• [DIRECTIVES]:
1. In the passage on child refugee claims, on which page do the 1994 UNHCR Refugee Children Guidelines on Protection and Care make the quoted statement?
2. Write the next part of the passage on child refugee claims, starting after its final sentence.
--- start PASSAGE GIVEN ---
218. The circumstances of the parents and other family members, including their situation in the minor’s country of origin, will have to be taken into account. If there is reason to believe that the parents wish their child to be outside the country of origin on grounds of well-founded fear of persecution, the child himself may be presumed to have such fear.

219. If the will of the parents cannot be ascertained or if such will is in doubt or in conflict with the will of the child, then the examiner, in cooperation with the experts assisting him, will have to come to a decision as to the well-foundedness of the minor’s fear on the basis of the known circumstances, which may call for a liberal application of the benefit of the doubt.”

4. What is said about minors in these paragraphs has been supplemented by the UNHCR Refugee Children Guidelines on Protection and Care , 1994 which at page 101 state that:

“(e) The problem of ‘proof’ is great in every refugee status determination. It is compounded in the case of children. For this reason, the decision on a child’s refugee status calls for a liberal application of the principle of the benefit of the doubt. This means that should there be some hesitation regarding the credibility of the child’s story, the burden is not on the child to provide proof, but the child should be given the benefit of the doubt.”

5. They have been further supplemented in 2009 by the UNHCR Guidelines on International Protection No. 8: Child Asylum Claims under Articles 1A(2) and 1(F) of the 2951 Convention and/or 1967 Protocol relating to the Status of Refugees , which provide that:

“[65] Due to their young age, dependency and relative immaturity, children should enjoy specific procedural and evidentiary safeguards to ensure that fair refugee status determination decisions are reached with respect to their claims. The general measures outlined below set out minimum standards for the treatment of children during the asylum procedure. They do not preclude the application of the detailed guidance provided, for example, in the Action for the Rights of Children Resources Pack, the Inter-Agency Guiding Principles on Unaccompanied and Separated Children and in national guidelines.

[68] For unaccompanied and separated child applicants, efforts need to be made as soon as possible to initiate tracing and family reunification with parents or other family members. There will be exceptions, however, to these priorities where information becomes available suggesting that tracing or reunification could put the parents or other family members in danger, that the child has been subjected to abuse or neglect, and/or where parents or family members may be implicated or have been involved in their persecution.
--- end PASSAGE GIVEN ---
--- start GIVEN RECORDS ---
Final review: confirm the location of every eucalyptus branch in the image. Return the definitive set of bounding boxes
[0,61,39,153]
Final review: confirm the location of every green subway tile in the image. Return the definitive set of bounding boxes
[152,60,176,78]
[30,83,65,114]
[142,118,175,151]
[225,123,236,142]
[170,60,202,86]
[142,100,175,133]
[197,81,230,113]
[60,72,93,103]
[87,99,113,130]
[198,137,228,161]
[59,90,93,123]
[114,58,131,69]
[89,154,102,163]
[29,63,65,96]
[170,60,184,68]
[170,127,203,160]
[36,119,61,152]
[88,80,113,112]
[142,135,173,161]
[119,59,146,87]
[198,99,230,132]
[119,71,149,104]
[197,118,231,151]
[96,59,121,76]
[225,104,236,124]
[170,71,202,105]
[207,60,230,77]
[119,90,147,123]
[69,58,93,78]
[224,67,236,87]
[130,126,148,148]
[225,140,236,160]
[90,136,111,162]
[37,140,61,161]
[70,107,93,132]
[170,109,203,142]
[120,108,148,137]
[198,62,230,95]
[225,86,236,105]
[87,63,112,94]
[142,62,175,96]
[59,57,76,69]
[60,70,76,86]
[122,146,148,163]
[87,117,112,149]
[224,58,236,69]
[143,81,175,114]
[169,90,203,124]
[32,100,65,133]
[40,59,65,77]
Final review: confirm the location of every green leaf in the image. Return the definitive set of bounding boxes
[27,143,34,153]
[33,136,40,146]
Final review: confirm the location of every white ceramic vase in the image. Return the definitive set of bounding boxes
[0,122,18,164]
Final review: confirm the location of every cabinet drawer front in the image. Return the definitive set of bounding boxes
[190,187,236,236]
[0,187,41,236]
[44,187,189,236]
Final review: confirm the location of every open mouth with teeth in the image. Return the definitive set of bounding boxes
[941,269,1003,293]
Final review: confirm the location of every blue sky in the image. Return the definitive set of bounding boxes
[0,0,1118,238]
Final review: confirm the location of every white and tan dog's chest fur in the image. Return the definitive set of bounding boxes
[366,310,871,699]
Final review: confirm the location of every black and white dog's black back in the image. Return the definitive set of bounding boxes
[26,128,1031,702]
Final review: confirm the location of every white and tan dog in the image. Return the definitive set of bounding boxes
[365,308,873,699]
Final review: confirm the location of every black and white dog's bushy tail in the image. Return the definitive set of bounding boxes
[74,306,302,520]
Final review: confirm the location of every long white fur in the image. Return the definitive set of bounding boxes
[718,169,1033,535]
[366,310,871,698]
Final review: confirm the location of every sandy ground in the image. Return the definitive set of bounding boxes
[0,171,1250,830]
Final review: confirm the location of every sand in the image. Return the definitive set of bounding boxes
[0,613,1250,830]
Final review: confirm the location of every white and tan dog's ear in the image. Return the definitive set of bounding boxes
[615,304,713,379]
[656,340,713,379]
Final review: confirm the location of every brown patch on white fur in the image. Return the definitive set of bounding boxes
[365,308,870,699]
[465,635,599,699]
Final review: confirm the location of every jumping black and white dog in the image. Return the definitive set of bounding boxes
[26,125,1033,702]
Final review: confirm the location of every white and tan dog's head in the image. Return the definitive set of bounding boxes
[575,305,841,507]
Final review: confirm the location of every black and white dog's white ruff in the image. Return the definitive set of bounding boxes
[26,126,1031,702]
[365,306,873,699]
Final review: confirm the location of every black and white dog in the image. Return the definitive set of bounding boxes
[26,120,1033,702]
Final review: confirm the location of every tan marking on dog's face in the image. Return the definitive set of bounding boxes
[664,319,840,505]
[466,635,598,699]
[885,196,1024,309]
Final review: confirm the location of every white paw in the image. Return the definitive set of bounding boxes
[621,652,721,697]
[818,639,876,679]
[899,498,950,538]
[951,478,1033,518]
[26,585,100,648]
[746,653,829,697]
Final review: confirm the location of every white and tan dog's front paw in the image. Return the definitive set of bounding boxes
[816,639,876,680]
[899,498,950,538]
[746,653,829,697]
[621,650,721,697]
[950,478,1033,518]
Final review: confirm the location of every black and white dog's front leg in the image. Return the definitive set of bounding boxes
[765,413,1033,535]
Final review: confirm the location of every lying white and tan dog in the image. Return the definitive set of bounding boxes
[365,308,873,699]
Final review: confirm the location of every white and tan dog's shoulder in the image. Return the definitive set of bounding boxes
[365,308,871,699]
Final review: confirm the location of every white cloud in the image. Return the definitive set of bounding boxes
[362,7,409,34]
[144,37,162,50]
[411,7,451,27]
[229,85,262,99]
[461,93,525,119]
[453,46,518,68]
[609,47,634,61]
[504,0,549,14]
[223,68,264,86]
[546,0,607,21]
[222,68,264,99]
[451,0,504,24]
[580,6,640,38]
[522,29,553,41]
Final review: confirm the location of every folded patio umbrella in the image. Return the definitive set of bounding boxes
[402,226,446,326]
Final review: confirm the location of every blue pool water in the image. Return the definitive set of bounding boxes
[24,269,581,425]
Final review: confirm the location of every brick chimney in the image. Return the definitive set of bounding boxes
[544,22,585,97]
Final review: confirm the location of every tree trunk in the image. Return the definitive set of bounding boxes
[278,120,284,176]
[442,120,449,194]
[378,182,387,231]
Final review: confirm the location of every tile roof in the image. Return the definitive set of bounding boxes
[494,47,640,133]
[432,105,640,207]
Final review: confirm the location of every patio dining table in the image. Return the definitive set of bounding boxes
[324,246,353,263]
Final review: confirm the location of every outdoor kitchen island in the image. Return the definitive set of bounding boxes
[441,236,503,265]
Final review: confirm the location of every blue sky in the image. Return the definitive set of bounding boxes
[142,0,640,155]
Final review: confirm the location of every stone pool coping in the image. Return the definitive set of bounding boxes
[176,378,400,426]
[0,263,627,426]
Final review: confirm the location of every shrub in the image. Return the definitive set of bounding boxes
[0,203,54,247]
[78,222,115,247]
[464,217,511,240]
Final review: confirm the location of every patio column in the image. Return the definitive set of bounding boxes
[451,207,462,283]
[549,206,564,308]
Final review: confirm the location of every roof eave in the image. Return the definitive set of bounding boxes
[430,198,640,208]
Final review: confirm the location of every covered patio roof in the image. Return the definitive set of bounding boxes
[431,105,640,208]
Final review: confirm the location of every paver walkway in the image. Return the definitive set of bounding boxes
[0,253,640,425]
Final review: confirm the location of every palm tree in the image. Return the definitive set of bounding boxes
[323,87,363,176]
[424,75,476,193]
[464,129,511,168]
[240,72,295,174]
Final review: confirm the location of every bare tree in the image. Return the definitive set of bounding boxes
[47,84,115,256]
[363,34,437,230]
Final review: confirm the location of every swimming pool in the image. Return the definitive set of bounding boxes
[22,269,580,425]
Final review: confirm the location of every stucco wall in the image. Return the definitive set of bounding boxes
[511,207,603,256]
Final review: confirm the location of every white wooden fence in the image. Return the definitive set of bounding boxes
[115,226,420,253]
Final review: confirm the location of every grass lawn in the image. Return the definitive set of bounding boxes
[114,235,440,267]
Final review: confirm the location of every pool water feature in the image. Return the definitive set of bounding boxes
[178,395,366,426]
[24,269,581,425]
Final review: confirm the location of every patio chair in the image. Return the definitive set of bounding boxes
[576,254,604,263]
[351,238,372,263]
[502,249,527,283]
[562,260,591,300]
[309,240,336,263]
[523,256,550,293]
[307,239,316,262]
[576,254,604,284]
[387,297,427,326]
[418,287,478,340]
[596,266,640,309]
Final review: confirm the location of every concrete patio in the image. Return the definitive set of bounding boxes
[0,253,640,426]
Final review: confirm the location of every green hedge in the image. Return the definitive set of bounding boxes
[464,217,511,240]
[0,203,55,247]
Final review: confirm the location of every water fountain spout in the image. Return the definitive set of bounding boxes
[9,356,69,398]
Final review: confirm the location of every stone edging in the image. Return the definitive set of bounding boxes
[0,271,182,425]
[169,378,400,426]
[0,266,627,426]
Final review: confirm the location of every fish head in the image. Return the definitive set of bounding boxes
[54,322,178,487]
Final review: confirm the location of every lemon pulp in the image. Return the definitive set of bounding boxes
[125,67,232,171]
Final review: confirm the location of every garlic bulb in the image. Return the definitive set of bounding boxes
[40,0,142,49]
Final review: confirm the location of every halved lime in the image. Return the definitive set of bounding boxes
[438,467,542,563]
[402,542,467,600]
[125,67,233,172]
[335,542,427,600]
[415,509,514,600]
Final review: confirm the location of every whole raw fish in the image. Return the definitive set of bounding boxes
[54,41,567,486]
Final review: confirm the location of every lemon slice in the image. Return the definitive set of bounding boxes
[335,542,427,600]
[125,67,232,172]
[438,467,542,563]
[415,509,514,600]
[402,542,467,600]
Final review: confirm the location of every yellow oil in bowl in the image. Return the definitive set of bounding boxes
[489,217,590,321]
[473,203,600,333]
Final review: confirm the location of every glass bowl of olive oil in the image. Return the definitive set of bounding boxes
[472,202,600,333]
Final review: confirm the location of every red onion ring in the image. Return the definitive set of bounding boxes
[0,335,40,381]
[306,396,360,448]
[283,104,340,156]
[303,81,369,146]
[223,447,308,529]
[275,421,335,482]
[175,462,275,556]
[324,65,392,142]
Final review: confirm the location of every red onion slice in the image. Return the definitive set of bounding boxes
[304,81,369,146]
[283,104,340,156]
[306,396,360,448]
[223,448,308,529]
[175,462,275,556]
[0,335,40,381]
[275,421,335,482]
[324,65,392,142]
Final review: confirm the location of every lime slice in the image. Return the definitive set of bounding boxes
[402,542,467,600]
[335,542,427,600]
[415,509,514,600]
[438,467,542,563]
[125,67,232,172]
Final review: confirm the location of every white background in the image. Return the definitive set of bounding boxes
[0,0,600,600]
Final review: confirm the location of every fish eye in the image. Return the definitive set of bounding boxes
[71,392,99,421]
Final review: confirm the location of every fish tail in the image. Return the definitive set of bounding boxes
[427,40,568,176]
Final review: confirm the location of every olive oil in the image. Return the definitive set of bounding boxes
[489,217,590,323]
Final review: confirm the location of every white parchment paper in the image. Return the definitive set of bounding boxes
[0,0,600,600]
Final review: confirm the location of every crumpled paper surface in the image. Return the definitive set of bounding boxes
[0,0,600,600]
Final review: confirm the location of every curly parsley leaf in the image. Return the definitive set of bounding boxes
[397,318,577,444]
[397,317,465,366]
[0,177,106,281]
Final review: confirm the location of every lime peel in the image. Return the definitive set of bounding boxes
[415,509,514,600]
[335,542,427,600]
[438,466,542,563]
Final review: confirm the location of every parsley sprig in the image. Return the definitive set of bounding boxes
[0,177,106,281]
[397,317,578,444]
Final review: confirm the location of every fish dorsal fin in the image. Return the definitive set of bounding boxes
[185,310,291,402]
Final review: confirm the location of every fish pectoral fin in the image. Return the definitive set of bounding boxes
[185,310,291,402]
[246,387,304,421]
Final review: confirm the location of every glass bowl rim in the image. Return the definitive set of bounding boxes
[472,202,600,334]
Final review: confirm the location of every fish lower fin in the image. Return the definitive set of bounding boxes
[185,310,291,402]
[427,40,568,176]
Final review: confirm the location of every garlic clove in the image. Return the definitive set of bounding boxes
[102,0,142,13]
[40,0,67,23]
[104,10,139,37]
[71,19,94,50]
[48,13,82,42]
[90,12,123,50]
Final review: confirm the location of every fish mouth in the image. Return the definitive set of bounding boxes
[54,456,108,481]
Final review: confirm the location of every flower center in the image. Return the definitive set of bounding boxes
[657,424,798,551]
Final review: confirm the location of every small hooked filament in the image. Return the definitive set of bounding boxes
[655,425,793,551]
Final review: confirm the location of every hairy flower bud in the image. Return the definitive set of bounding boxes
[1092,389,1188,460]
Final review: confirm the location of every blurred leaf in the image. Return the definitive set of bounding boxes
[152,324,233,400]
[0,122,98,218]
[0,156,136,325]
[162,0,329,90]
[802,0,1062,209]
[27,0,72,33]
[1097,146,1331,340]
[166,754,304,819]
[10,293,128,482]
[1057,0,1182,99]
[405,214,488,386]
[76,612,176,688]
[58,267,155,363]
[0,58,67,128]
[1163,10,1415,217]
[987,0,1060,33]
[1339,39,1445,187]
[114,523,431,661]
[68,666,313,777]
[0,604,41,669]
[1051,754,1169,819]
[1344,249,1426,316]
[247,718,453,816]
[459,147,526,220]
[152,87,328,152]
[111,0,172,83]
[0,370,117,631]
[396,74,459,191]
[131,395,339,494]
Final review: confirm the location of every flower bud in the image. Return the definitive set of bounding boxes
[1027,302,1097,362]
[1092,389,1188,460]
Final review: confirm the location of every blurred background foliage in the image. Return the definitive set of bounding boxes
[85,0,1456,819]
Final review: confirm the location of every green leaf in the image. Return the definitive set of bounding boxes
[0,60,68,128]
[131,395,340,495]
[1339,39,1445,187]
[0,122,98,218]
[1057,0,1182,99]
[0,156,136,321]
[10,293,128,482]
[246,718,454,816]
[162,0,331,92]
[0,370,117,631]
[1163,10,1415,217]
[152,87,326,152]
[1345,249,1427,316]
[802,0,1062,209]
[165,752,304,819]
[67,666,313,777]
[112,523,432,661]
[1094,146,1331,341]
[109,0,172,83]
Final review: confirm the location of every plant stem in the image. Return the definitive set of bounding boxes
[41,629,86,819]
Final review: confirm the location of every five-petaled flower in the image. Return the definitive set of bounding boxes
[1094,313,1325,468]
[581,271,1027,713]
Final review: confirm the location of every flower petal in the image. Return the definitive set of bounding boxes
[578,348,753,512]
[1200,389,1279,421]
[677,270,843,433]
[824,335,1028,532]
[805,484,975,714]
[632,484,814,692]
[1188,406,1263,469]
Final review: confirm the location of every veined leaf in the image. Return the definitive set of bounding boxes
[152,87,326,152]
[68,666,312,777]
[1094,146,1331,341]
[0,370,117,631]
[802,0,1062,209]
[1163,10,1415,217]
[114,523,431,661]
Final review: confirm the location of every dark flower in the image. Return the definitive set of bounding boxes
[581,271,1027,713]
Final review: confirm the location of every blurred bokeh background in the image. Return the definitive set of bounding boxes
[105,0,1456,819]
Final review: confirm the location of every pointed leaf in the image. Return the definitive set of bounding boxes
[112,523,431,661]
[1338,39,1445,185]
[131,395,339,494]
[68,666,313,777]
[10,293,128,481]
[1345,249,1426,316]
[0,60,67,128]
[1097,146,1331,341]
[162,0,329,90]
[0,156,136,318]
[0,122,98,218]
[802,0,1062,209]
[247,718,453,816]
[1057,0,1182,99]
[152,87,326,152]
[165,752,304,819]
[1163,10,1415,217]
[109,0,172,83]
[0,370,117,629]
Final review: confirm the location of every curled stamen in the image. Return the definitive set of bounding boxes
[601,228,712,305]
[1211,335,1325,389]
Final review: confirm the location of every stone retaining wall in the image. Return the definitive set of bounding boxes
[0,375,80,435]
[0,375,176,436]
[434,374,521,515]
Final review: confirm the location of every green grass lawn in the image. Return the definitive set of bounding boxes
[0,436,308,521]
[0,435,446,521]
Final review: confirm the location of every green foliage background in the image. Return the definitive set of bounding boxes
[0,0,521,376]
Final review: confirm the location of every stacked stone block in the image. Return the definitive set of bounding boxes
--- end GIVEN RECORDS ---
• [TASK-BY-TASK RESULTS]:
1. Page 101.

2.
[73] Although the burden of proof usually is shared between the examiner and the applicant in adult claims, it may be necessary for an examiner to assume a greater burden of proof in children’s claims, especially if the child concerned is unaccompanied. If the facts of the case cannot be ascertained and/or the child is incapable of fully articulating his/her claim, the examiner needs to make a decision on the basis of all known circumstances, which may call for a liberal application of the benefit of the doubt. Similarly, the child should be given the benefit of the doubt should there be some concern regarding the credibility of parts of his/her claim.”

6. Given the widespread approval by courts and tribunals worldwide of the 1979 Handbook as a source of guidance on asylum law issues, one would expect to find plentiful use by them of TBOD notion as set out in paragraphs 203-204 and 213-219. There are some high-profile cases where reliance is placed on it: see e.g. in Canada, in Chan v Canada (Minister of Employment and Immigration [1995] 3 S.C.R. 593; in the US, in Matter of S-M-J , 21 I & N. Dec 722, 725 (B.I.A. 1997); in the Czech Republic in SN (Belarus) Ministry of Interior , (2005) 6 Azs 235/2004-57 Cz.Sup.Admin.Ct., Dec 21, 2005. (We shall deal with the position in the UK below but it suffices to say here that there have not been any high profile cases directly engaging with the notion).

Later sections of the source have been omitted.